_Your goal_.
Render the entries from the line containing "target: **ceiling fan blade**" down to the line containing "Return the outline of every instance of the **ceiling", both included, as a numbered list, omitting any blank lines.

(Labeled contour entries)
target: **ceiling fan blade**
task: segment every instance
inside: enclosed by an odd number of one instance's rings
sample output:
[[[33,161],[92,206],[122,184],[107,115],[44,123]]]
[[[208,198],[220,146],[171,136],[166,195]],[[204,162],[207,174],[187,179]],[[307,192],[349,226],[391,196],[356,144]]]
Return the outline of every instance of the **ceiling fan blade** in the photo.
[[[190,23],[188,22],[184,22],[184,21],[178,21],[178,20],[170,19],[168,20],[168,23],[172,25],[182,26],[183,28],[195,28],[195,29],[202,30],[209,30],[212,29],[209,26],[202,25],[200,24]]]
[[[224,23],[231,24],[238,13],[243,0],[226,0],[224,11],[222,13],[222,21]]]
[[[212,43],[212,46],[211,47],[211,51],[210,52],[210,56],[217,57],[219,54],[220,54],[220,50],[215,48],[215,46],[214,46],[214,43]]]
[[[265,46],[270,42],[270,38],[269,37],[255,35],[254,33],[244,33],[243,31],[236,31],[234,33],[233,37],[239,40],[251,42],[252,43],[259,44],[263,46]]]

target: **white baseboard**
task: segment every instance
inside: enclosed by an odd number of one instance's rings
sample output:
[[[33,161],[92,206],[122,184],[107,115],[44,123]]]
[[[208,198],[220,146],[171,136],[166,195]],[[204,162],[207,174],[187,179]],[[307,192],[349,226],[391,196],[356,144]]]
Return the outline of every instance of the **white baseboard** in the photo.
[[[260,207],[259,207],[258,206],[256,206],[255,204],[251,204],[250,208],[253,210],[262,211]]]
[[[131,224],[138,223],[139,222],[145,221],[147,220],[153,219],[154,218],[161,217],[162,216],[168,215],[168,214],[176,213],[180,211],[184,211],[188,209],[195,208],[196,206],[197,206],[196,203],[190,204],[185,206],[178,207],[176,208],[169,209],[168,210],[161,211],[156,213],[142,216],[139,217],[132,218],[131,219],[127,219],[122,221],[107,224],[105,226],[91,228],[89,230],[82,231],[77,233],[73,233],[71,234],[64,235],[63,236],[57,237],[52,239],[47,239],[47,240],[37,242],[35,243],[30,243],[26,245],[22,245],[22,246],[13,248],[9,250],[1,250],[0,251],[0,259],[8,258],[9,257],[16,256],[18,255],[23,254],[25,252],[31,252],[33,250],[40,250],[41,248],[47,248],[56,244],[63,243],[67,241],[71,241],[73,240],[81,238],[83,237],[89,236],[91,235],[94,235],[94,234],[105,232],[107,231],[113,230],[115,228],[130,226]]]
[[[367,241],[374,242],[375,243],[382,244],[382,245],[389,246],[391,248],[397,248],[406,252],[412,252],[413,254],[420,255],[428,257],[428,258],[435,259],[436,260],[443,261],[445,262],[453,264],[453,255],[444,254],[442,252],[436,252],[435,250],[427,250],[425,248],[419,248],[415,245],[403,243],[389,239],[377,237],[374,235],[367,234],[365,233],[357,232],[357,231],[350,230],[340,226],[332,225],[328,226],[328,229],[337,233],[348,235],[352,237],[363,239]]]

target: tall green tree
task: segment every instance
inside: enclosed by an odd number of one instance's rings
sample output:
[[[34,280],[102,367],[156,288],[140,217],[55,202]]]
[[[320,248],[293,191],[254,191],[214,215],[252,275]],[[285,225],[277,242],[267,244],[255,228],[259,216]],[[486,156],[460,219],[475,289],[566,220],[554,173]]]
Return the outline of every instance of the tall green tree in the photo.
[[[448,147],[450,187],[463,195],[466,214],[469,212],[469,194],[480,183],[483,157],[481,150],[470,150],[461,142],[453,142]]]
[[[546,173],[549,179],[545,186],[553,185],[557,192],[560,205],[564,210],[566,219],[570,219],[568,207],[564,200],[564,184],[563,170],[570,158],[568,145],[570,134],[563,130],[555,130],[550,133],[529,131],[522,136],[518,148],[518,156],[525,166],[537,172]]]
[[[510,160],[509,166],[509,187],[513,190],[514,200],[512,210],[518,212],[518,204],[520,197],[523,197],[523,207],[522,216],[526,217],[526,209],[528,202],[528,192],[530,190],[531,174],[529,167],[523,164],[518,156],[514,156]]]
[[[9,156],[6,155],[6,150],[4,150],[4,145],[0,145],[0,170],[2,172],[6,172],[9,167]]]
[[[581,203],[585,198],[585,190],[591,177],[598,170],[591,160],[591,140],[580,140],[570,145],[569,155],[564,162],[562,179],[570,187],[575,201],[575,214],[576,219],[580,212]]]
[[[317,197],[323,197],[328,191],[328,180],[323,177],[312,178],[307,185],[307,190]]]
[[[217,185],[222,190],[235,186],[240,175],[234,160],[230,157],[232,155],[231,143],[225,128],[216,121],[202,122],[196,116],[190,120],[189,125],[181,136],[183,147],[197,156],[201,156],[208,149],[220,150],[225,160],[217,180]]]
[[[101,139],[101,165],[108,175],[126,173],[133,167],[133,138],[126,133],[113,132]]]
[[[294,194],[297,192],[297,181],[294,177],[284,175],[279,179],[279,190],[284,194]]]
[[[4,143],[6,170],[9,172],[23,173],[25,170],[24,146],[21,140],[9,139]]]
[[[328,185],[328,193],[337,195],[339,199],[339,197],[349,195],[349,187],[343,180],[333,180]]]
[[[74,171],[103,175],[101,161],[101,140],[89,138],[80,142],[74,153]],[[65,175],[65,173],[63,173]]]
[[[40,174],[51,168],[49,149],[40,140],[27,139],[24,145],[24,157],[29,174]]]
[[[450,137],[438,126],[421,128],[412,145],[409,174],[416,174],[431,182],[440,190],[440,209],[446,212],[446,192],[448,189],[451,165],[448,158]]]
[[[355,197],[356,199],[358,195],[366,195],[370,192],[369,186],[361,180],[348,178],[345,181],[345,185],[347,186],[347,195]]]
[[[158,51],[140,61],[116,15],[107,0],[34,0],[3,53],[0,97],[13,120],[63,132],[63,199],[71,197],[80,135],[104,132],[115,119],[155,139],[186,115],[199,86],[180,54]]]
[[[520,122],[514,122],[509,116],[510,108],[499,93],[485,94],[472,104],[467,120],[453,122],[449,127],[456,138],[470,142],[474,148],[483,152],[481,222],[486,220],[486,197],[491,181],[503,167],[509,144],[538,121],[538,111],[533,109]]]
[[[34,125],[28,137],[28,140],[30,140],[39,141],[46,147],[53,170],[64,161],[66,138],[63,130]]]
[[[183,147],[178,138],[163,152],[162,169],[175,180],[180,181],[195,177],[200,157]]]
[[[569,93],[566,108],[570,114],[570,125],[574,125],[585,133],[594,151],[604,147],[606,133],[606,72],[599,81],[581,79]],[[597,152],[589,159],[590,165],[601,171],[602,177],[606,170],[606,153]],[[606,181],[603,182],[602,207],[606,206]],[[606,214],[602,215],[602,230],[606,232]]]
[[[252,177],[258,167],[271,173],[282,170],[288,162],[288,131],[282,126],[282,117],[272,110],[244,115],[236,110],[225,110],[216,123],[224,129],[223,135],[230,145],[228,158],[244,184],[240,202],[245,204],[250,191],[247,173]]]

==

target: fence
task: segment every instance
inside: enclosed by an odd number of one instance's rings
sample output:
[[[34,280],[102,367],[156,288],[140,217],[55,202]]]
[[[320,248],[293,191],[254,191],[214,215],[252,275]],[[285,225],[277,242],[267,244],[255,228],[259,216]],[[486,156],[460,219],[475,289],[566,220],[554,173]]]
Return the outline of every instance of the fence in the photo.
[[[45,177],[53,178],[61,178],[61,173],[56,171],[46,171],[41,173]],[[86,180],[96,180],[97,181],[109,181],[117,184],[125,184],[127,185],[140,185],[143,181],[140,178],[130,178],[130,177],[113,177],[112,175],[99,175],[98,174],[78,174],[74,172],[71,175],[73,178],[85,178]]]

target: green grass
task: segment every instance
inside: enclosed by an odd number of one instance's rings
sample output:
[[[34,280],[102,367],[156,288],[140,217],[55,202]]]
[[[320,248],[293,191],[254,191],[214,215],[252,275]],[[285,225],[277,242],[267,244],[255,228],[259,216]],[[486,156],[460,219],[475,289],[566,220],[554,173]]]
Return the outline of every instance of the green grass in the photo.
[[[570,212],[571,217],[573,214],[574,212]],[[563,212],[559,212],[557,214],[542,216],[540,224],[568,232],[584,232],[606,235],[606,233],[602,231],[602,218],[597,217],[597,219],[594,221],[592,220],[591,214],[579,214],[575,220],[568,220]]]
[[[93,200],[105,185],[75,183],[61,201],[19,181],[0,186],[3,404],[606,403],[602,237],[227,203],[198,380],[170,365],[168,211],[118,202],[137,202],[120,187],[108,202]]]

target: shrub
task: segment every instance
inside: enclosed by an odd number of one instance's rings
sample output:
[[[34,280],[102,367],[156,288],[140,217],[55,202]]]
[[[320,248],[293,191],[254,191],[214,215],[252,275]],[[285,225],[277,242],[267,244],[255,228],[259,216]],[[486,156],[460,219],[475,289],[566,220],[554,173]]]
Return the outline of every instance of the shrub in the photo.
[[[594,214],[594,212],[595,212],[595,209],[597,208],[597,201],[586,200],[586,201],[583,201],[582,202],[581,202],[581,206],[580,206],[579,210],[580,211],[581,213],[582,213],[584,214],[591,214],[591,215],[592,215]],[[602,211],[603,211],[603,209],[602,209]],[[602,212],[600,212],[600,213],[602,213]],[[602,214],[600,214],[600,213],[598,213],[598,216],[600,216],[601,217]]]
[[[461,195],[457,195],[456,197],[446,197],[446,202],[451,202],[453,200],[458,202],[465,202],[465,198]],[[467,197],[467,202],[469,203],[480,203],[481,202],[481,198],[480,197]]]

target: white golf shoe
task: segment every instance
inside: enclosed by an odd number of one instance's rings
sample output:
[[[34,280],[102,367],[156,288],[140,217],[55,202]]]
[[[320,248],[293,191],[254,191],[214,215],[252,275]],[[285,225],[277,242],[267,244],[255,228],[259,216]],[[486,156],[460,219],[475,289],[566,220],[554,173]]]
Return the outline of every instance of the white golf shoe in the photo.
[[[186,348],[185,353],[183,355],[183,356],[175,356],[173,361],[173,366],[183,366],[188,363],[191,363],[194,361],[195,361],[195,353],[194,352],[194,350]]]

_Task answer_.
1. target: **ceiling fan blade**
2. task: segment every instance
3. inside: enclosed by an odd number of one instance's rings
4. sample output:
5. [[[33,161],[92,206],[122,184],[107,115],[44,123]]]
6. [[[208,198],[220,146],[171,136],[166,195]],[[204,162],[207,174],[187,179]],[[307,192],[349,226],[391,196],[356,144]]]
7. Return the outline of every instance of the **ceiling fan blade** in the photo.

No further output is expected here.